▶ _BRIEF 1_
Answer these from the text on pressure ulcers:
(a) Which two kinds of mattresses does it name as the most commonly used?
(b) Whose accepted guidelines should a facility's internal guidelines reflect?
(c) What process does it say skin breakdown is part of?
▶ _BRIEF 2_
Repeat word for word everything in the text on pressure ulcers from "Educate Residents and" down to "benefit everyone involved.".

While there have been significant improvements in technology and treatments, pressure ulcers and other wounds are still some of the most common problems in skilled nursing facilities today.
Pressure ulcers come at a high price. This not only includes the direct economic expenses of treatment, but the personal cost of pain, in addition to the liability risks to healthcare providers.
According to Karl Steinberg, MD, CMD, the following strategies can help skilled nursing facilities overcome clinical and legal problems associated with pressure ulcers. 
There is no argument that there are cases where poor care can cause or contribute to the development of pressure ulcers. However, more than not skilled nursing facilities provide good care but find difficulty in demonstrating that all appropriate measure for pressure ulcers risk assessment and prevention have been put into place. This is where the crucial importance of documentation comes into play.
For example, it is not required to document each time a resident is turned and repositioned. Some caregivers may notate it and some may not. This inconsistency looks bad in a skilled nursing facility, as there is no way to prove what actually happened. Always document and always be consistent.
According to Dr. Steinberg, one of the most important measures a skilled nursing facility can take to reduce liability is to have “an active, knowledgeable, and engaged medical director.”
He says it is important for facilities to have internal guidelines for risk assessment and treatment for pressure ulcers. These should reflect the accepted guidelines from organizations such as the National Pressure Ulcer Advisory Panel (NPUAP).
Practicing prevention is key in skilled nursing facilities, as the majority of patients are at risk for developing pressure ulcers at some point.
Using pressure-reducing surfaces can aid in this prevention. Foam or air mattresses are most commonly used. Turning and repositioning the patient if they are not able to move themselves is crucial. It makes sense to offload the pressure areas, as this makes it less likely for the skin to break down.
In addition to the above, don’t let residents sit for long periods of time. It is also helpful to float heels and use heel protection devices when appropriate. While these are simple prevention methods, they can go a long way.
Educate Residents and Families
Educating the residents and families of skilled nursing facilities is one of the easiest ways to help them navigate through difficult times, and prepare them for the inevitable. If families and residents understand that skin breakdown is part of the dying process and not a cause of it, this may aid in the preparation. This education will also make them less likely to be upset down the road should skin condition develop, therefore reducing the chance of a lawsuit. These conversations are never easy, but the education and care will benefit everyone involved.
 Steinberg, Karl. “Pressure Ulcers: Changing habits can combat clinical and legal problems.” Long-Term Living. Web. 3 August 2012.

▶ _EXTRACTED DATA_

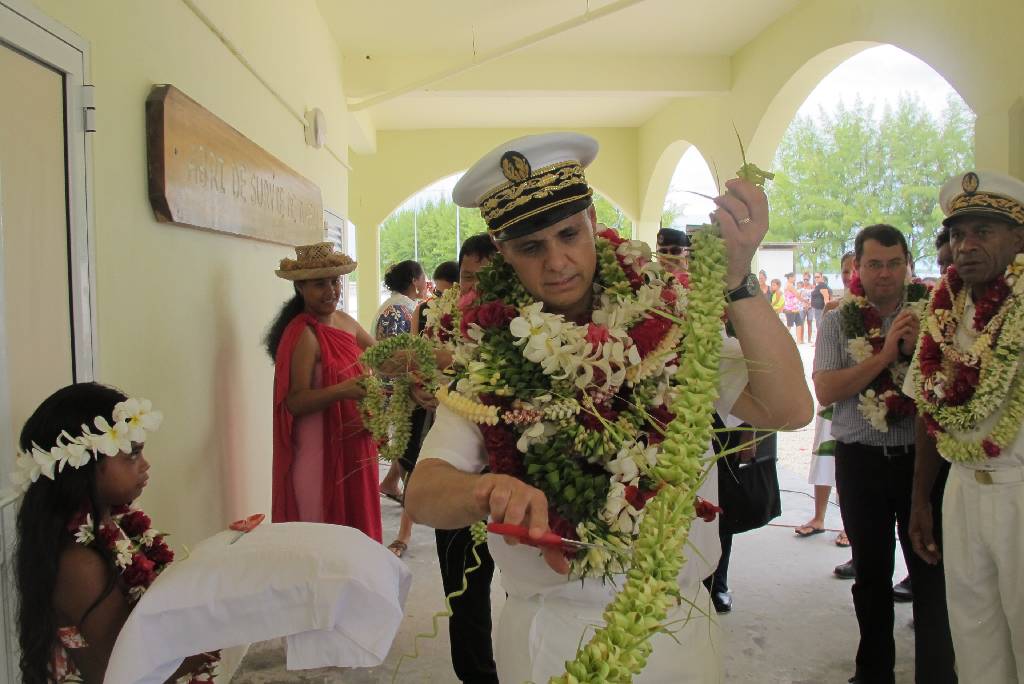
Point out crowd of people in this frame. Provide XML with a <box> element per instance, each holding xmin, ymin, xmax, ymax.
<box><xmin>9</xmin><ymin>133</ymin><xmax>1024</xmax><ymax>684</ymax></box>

...

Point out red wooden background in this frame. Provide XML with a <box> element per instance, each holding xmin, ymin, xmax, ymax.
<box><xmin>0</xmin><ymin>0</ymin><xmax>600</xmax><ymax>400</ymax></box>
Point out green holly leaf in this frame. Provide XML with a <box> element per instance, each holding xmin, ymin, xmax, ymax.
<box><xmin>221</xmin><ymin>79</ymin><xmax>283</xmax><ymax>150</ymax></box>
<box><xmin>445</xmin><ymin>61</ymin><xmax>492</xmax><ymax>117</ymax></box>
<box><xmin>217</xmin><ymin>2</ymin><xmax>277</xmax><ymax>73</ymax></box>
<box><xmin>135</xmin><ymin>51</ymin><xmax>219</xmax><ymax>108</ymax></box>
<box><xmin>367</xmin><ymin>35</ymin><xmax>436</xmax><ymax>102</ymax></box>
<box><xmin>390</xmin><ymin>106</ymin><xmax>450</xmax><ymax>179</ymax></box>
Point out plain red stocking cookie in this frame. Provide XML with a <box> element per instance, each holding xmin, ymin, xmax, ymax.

--

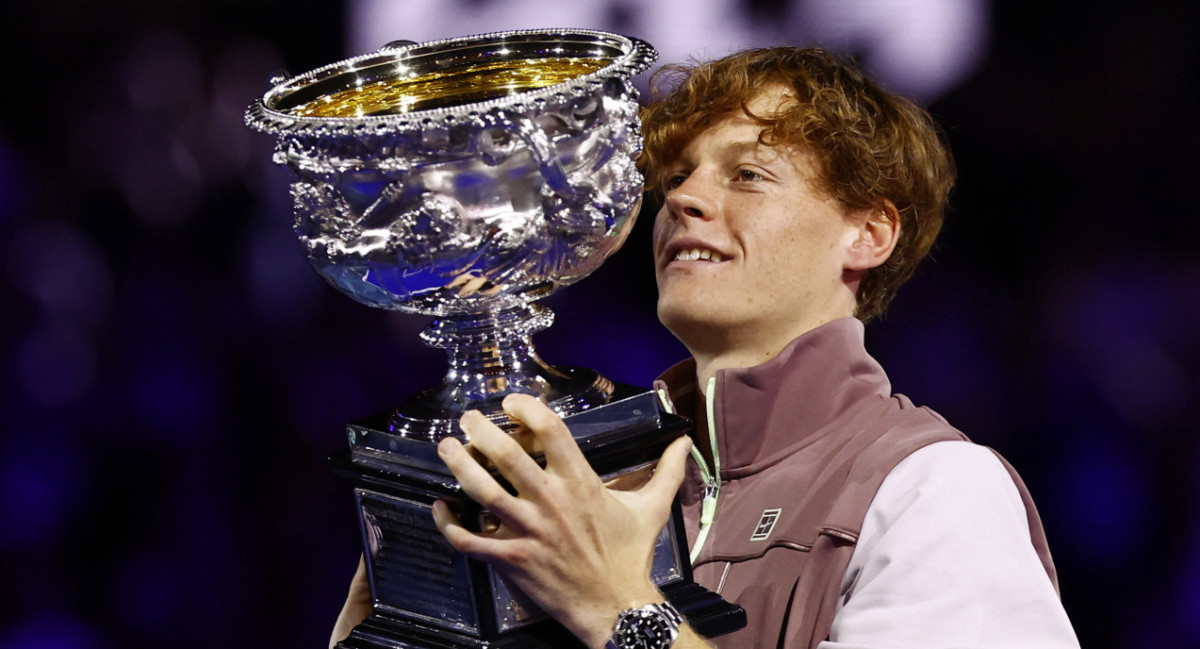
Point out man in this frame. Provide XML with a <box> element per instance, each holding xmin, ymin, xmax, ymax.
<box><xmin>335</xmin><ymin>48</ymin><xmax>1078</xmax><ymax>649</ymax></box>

▶ _TASK RESPONSE 1_
(a) Foam and air mattresses.
(b) Those of organizations such as the National Pressure Ulcer Advisory Panel (NPUAP).
(c) The dying process.

▶ _TASK RESPONSE 2_
Educate Residents and Families
Educating the residents and families of skilled nursing facilities is one of the easiest ways to help them navigate through difficult times, and prepare them for the inevitable. If families and residents understand that skin breakdown is part of the dying process and not a cause of it, this may aid in the preparation. This education will also make them less likely to be upset down the road should skin condition develop, therefore reducing the chance of a lawsuit. These conversations are never easy, but the education and care will benefit everyone involved.